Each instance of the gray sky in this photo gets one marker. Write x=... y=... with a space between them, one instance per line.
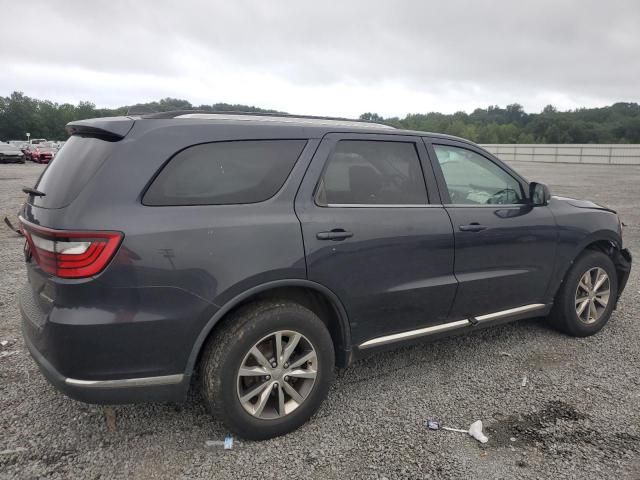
x=325 y=58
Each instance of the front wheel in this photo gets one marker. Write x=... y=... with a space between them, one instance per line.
x=587 y=297
x=268 y=369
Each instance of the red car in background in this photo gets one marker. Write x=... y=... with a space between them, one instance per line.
x=40 y=153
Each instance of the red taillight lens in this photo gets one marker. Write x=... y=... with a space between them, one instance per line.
x=70 y=254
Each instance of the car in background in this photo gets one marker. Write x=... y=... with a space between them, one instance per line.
x=254 y=253
x=19 y=144
x=10 y=154
x=42 y=153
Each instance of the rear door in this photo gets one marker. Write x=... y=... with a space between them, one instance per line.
x=376 y=234
x=504 y=247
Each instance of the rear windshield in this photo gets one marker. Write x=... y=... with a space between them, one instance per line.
x=70 y=170
x=224 y=173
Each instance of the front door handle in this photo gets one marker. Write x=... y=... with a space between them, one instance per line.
x=472 y=227
x=335 y=234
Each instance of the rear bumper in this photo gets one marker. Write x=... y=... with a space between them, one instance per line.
x=110 y=355
x=110 y=392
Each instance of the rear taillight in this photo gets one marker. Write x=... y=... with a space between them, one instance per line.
x=70 y=254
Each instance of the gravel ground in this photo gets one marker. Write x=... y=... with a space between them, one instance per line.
x=577 y=417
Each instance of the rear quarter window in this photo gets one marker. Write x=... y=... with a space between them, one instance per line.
x=224 y=173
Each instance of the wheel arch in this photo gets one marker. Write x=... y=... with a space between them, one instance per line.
x=605 y=241
x=314 y=296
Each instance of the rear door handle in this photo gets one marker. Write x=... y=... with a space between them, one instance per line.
x=335 y=234
x=472 y=227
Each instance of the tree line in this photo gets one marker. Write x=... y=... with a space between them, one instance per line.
x=617 y=123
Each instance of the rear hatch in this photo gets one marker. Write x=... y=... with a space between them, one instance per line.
x=91 y=143
x=60 y=254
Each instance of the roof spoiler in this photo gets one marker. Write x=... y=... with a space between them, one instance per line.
x=111 y=129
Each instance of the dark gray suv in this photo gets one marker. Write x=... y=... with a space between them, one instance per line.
x=258 y=253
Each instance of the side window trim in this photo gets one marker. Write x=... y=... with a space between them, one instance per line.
x=423 y=162
x=442 y=184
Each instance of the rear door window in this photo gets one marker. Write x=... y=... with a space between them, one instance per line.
x=70 y=170
x=223 y=173
x=363 y=172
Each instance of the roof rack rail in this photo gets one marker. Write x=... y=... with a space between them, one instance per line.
x=178 y=113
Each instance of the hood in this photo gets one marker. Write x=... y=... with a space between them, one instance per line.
x=584 y=204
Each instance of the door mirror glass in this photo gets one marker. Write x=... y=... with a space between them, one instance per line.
x=539 y=193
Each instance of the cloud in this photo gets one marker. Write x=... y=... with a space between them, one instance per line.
x=331 y=58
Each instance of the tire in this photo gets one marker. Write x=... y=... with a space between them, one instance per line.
x=229 y=348
x=564 y=314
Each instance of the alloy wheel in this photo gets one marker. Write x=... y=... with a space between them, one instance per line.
x=592 y=295
x=277 y=375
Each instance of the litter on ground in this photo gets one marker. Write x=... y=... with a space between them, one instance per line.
x=475 y=429
x=227 y=443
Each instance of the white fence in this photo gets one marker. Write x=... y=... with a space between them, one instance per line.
x=616 y=154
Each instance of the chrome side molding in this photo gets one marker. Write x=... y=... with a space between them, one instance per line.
x=511 y=311
x=127 y=382
x=444 y=327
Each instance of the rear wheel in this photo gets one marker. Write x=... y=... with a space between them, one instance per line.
x=586 y=299
x=268 y=369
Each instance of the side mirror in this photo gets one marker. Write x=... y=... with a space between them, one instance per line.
x=539 y=194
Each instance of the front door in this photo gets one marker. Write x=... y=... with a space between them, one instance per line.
x=376 y=234
x=504 y=247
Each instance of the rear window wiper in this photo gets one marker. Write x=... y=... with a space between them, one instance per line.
x=33 y=191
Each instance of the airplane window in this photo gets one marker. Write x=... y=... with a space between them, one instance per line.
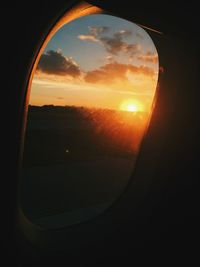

* Given problem *
Put every one of the records above into a numbered list, skipping any blank lines. Leave the pictures out.

* Written solution *
1. Each instance of the gray sky in this photo gets one marker. Write x=... y=... with a space between them, one instance per line.
2. x=325 y=58
3. Each instance of the front wheel in this photo gets one marker. Write x=... y=... with a space between them, one instance per line.
4. x=587 y=297
5. x=268 y=369
6. Each instance of the red car in background in this photo gets one marker. Write x=... y=... with a space between them, one instance per line.
7. x=40 y=153
8. Each instance of the red taillight lens in this photo gets one marker. Write x=... y=... with a space between them, one instance per line.
9. x=70 y=254
10. Each instance of the car in background in this photo gets one marker. Write x=... y=... with a space between them, one instance per line.
11. x=254 y=253
12. x=19 y=144
13. x=10 y=154
14. x=42 y=153
15. Each instance of the rear door in this photo gets one marker. Write x=... y=... with a space between them, one instance per line.
16. x=376 y=234
17. x=504 y=247
18. Each instance of the rear windshield in this photo gets one marker. Write x=... y=... with a space between them, one instance per line.
19. x=70 y=170
20. x=224 y=173
21. Each instance of the front door handle in this photo gets one marker. Write x=... y=... with a space between them, one instance per line.
22. x=472 y=227
23. x=335 y=234
24. Each instance of the rear bumper in this photo gets one marker. Write x=... y=... with a space between them, one instance per line.
25. x=110 y=355
26. x=110 y=392
27. Each instance of the rear taillight in this photo gets one marker. Write x=... y=... with a space between them, one instance per line.
28. x=70 y=254
29. Each instance of the gravel ground in this photo gets one marker. Write x=... y=... with a space between them, one instance per line.
30. x=577 y=417
31. Each instance of the rear quarter window in this photo gets one marker. Write x=... y=... with a space between them, one instance per line.
32. x=224 y=173
33. Each instance of the wheel arch in this photo gets one marker. Write x=... y=... with a space between them, one instance per line.
34. x=605 y=241
35. x=314 y=296
36. Each instance of the rear door handle in this photo gets one marker. Write x=... y=... with a space between them, one instance per line.
37. x=335 y=234
38. x=472 y=227
39. Each instance of the tree line in this photo gets one marker. Write x=... y=... with a space between them, one instance per line.
40. x=617 y=123
41. Each instance of the rear hatch in this photo gets one marker. Write x=... y=... with a space between them, one instance per line.
42. x=91 y=143
43. x=60 y=254
44. Each instance of the roof spoiler in this photo gets one marker. Write x=... y=... with a space between them, one instance per line.
45. x=111 y=129
46. Each instance of the dark gray suv in this photo gets one marker. Write x=... y=... with a space between them, one instance per line.
47. x=258 y=253
48. Each instance of the side window trim in this photo gets one marker. Write x=... y=... with a space between them, one instance per line.
49. x=423 y=162
50. x=442 y=184
51. Each instance of the rear door window in this photo gets one marker. Write x=... y=... with a space between them, one instance per line.
52. x=70 y=170
53. x=223 y=173
54. x=363 y=172
55. Each instance of the roof rack rail in this photo gets one marker. Write x=... y=... with a space between them, one instance per line.
56. x=178 y=113
57. Each instance of the hood in this photo gets one marker. Write x=... y=... with a space between them, one instance per line.
58. x=584 y=204
59. Each instance of the door mirror glass in this photo gets one marker. Write x=... y=... with a space between them, one instance per line.
60. x=539 y=193
61. Each instance of the cloud in this photo gets one marker. Write x=... y=... with a space between them, one instance per line.
62. x=331 y=58
63. Each instance of the tire in this photo gets one marker. Write x=... y=... with a space between them, one instance per line.
64. x=229 y=348
65. x=564 y=314
66. Each instance of the alloy wheel in this photo gets one marker. Write x=... y=... with a space between them, one instance per line.
67. x=592 y=295
68. x=277 y=375
69. Each instance of the litter on ground in this photo gets one marker. Write x=... y=... with a space between them, one instance per line.
70. x=475 y=429
71. x=227 y=443
72. Each instance of the white fence in this photo gets one marker. Write x=... y=... with a space between them, one instance per line.
73. x=616 y=154
74. Each instance of the chrome side molding in this photo gets one marker. Write x=... y=... with a space between them, one instance per line.
75. x=511 y=311
76. x=127 y=382
77. x=444 y=327
78. Each instance of the rear wheel in this photo gets one marker. Write x=... y=... with a space between them, one instance per line.
79. x=586 y=299
80. x=268 y=369
81. Each instance of the side mirror in this photo gets one marker. Write x=... y=... with a space between them, one instance per line.
82. x=539 y=194
83. Each instance of the front door in this photo gets one marker. Write x=... y=... with a space between them, one instance per line.
84. x=376 y=234
85. x=504 y=247
86. Each instance of the rear window wiper in this photo gets one marker. Write x=... y=... with a space between them, one instance per line.
87. x=33 y=191
88. Each instance of the airplane window in this photo gets one marker. Write x=... y=... with a space between them, one instance per line.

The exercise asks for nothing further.